Dataset items:
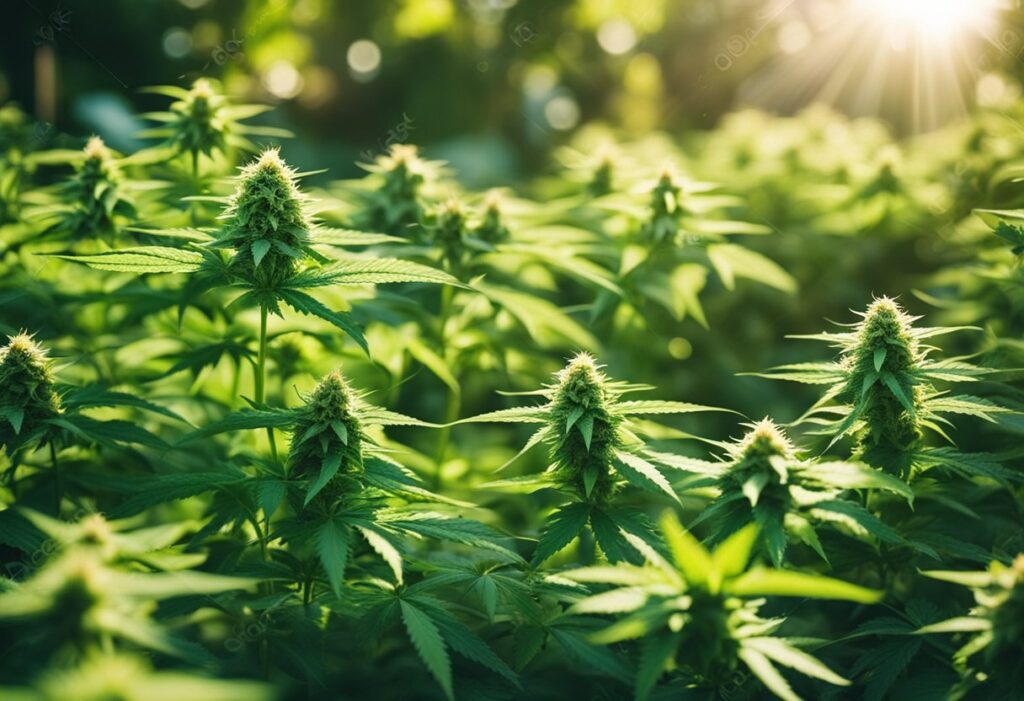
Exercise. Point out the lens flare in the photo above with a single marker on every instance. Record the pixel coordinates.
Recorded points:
(932, 19)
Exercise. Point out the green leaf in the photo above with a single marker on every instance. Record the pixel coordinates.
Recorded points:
(586, 428)
(880, 357)
(429, 645)
(304, 304)
(610, 539)
(958, 624)
(244, 420)
(332, 549)
(765, 582)
(141, 259)
(653, 406)
(731, 556)
(559, 530)
(858, 476)
(893, 384)
(153, 490)
(260, 249)
(329, 468)
(655, 651)
(781, 652)
(769, 675)
(469, 645)
(517, 414)
(690, 557)
(370, 271)
(14, 415)
(736, 261)
(642, 474)
(385, 549)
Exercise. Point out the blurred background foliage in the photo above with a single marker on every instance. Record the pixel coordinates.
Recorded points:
(781, 163)
(511, 93)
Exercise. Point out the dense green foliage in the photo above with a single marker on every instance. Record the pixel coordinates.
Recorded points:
(251, 426)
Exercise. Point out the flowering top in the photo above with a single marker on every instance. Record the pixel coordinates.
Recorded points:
(397, 203)
(883, 392)
(265, 223)
(666, 211)
(584, 429)
(327, 439)
(28, 395)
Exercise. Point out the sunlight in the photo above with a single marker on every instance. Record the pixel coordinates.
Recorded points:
(932, 19)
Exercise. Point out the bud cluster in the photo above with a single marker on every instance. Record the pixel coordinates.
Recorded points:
(265, 222)
(28, 395)
(880, 371)
(329, 430)
(585, 431)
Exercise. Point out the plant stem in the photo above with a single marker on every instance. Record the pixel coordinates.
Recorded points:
(57, 482)
(261, 373)
(454, 399)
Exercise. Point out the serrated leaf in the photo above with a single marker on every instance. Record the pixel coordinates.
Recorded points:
(559, 530)
(332, 549)
(145, 259)
(429, 645)
(260, 249)
(329, 468)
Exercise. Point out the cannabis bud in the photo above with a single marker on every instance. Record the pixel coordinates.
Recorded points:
(881, 368)
(601, 181)
(1004, 605)
(265, 222)
(666, 211)
(96, 192)
(28, 395)
(327, 440)
(585, 431)
(759, 464)
(449, 233)
(197, 128)
(397, 205)
(492, 228)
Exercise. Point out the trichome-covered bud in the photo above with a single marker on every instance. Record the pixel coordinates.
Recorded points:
(96, 192)
(881, 370)
(28, 395)
(327, 441)
(585, 430)
(265, 222)
(492, 228)
(759, 465)
(398, 204)
(601, 180)
(666, 211)
(196, 128)
(448, 232)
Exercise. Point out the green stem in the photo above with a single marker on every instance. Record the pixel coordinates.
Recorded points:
(261, 373)
(454, 399)
(193, 206)
(57, 482)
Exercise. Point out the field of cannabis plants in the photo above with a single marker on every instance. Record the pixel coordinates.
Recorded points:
(730, 414)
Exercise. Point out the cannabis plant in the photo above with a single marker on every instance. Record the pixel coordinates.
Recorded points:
(203, 122)
(395, 194)
(38, 413)
(96, 204)
(669, 234)
(884, 393)
(595, 448)
(763, 480)
(990, 658)
(269, 248)
(696, 613)
(97, 587)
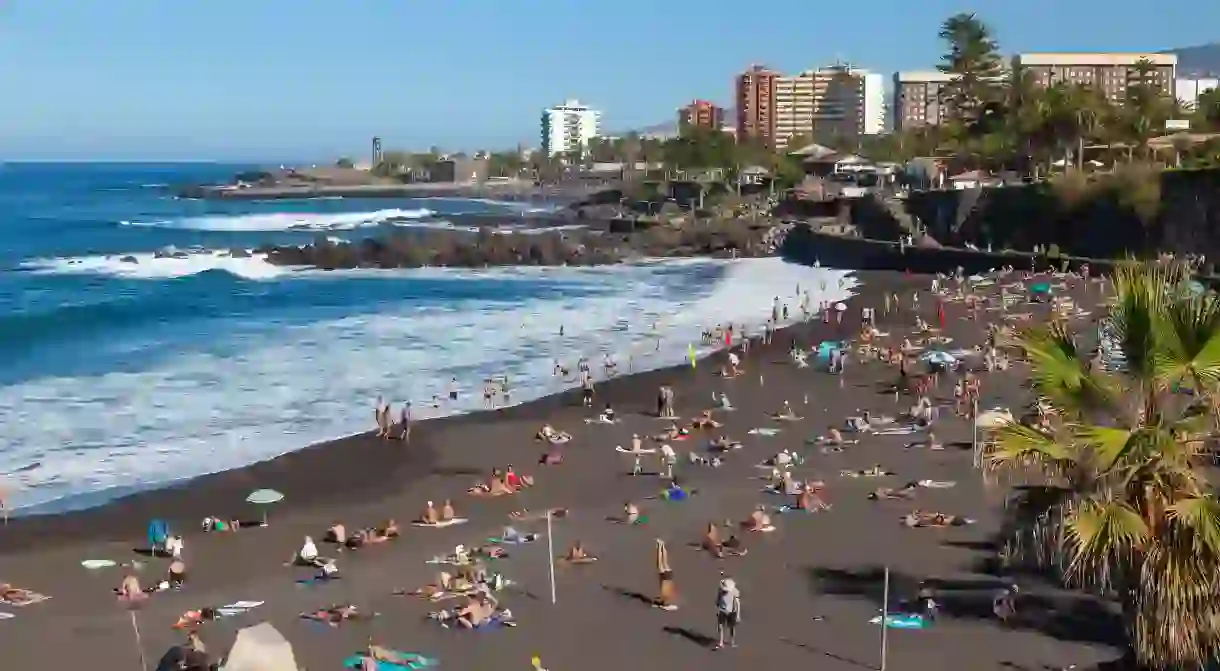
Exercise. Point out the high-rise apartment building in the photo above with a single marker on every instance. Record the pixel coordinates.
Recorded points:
(569, 127)
(1107, 73)
(700, 114)
(918, 99)
(1188, 89)
(826, 104)
(754, 98)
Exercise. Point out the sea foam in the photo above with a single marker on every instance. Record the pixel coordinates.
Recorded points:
(73, 442)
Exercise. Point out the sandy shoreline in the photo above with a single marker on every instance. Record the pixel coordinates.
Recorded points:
(808, 589)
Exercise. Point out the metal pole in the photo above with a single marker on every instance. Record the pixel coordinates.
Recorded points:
(550, 555)
(974, 434)
(139, 643)
(885, 617)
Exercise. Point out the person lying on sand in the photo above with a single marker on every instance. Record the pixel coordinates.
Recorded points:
(525, 515)
(577, 554)
(786, 414)
(919, 519)
(334, 615)
(704, 421)
(672, 433)
(631, 514)
(549, 434)
(891, 493)
(430, 515)
(220, 525)
(875, 471)
(128, 589)
(758, 521)
(809, 499)
(724, 444)
(337, 533)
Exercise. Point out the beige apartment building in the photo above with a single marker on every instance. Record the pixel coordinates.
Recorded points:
(918, 100)
(1108, 73)
(836, 101)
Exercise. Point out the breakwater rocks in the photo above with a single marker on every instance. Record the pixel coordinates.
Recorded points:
(602, 243)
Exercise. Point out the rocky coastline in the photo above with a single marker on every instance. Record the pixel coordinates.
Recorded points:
(593, 244)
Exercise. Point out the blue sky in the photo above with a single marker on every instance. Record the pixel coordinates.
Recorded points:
(316, 78)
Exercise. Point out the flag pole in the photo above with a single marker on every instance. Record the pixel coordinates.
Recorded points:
(885, 624)
(550, 556)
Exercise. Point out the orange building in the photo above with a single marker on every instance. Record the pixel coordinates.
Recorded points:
(755, 105)
(700, 114)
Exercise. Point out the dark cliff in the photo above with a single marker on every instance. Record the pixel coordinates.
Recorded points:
(600, 244)
(1136, 214)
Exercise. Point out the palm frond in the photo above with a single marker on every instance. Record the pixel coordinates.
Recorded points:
(1101, 537)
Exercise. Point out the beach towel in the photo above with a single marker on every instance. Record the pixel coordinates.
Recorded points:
(159, 532)
(442, 525)
(902, 621)
(936, 483)
(16, 597)
(237, 608)
(414, 663)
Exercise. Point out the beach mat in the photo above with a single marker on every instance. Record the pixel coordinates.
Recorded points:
(903, 621)
(27, 598)
(415, 661)
(442, 525)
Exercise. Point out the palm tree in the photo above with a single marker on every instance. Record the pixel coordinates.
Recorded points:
(1116, 502)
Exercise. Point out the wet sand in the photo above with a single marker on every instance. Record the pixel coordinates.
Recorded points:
(808, 589)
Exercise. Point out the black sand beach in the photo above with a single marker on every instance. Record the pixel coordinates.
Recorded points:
(808, 589)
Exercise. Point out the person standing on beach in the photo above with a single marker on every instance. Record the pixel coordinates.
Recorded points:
(666, 597)
(405, 425)
(728, 613)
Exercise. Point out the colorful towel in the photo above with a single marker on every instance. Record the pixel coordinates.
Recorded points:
(902, 621)
(415, 661)
(442, 525)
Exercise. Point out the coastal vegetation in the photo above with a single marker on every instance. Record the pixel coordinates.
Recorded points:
(1113, 494)
(599, 244)
(1001, 117)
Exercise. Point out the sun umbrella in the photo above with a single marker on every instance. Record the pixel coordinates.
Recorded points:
(937, 356)
(827, 347)
(994, 419)
(264, 498)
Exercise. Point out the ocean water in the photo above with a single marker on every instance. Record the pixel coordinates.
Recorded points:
(125, 376)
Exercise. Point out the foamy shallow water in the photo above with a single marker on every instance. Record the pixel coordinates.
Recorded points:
(73, 442)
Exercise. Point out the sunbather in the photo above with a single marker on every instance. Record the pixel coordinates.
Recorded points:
(337, 533)
(786, 414)
(704, 421)
(758, 521)
(631, 513)
(920, 519)
(430, 515)
(334, 615)
(577, 554)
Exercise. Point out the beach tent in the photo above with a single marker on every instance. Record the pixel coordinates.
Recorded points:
(260, 648)
(826, 347)
(994, 419)
(159, 532)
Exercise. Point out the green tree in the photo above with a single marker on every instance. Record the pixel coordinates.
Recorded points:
(1113, 494)
(972, 60)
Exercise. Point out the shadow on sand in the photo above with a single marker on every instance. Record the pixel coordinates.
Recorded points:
(1063, 616)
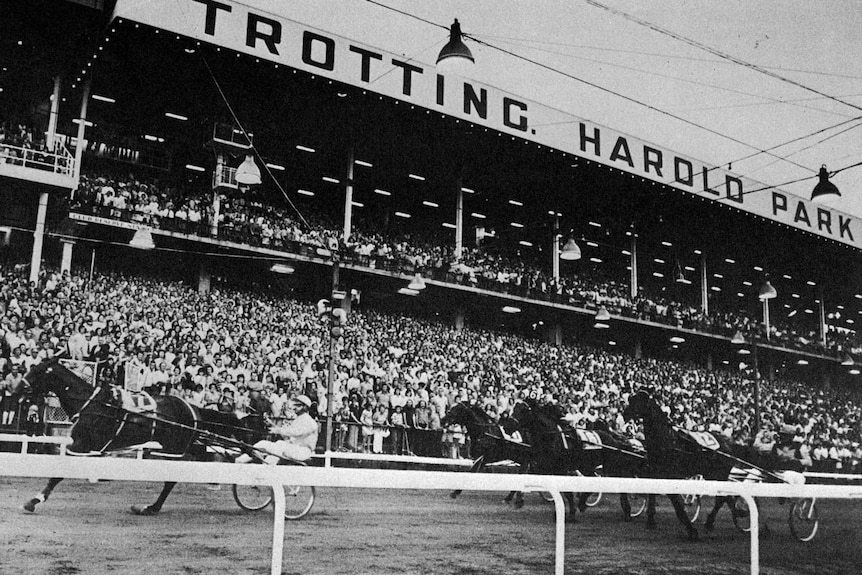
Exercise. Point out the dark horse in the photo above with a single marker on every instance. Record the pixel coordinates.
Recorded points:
(559, 449)
(488, 442)
(102, 425)
(677, 454)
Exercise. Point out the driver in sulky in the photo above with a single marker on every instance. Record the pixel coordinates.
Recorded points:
(299, 437)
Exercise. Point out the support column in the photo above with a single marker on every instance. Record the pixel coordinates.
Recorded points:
(459, 319)
(204, 279)
(55, 112)
(348, 195)
(633, 282)
(459, 221)
(38, 236)
(66, 260)
(555, 334)
(82, 127)
(822, 310)
(555, 250)
(704, 286)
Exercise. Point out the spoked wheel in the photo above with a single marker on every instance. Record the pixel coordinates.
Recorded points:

◆ **TASK DESCRIPTION**
Copy the listing from the line containing "Exercise. Point out the green tree" through its final line, swapping "support column" for "support pillar" and leaving everything else unchanged. Omit the pictures from your copy.

◆ **EXERCISE ANSWER**
Exercise. Point out the green tree in the photo above with a single marker on every instance. Record the pixel coordinates.
Recorded points:
(1113, 494)
(972, 60)
Exercise. Point out the shadow on sand in the photo above with a single marker on every instance. Record the pixel coordinates.
Recorded points:
(1063, 616)
Exercise. Point out the dark horse in the photo above with a single marker on every instance. Record the pixel coordinates.
Recorded points:
(559, 449)
(488, 442)
(102, 425)
(677, 454)
Exercise. Point out the driver in sulky in the photo above with a single marker on every instance. Record the pixel coordinates.
Recorded points:
(299, 437)
Exercise. Point out the support pillar in the photo above with a single marker on every instance. Record the pixel coordinates.
Recorded points:
(459, 319)
(204, 279)
(55, 112)
(348, 195)
(633, 282)
(459, 221)
(38, 236)
(66, 260)
(555, 334)
(82, 127)
(822, 310)
(555, 250)
(704, 286)
Exercise. Point out the spoked wheel in the photo above with a single marker on every instance. Record the pixel coordinates.
Recorded points:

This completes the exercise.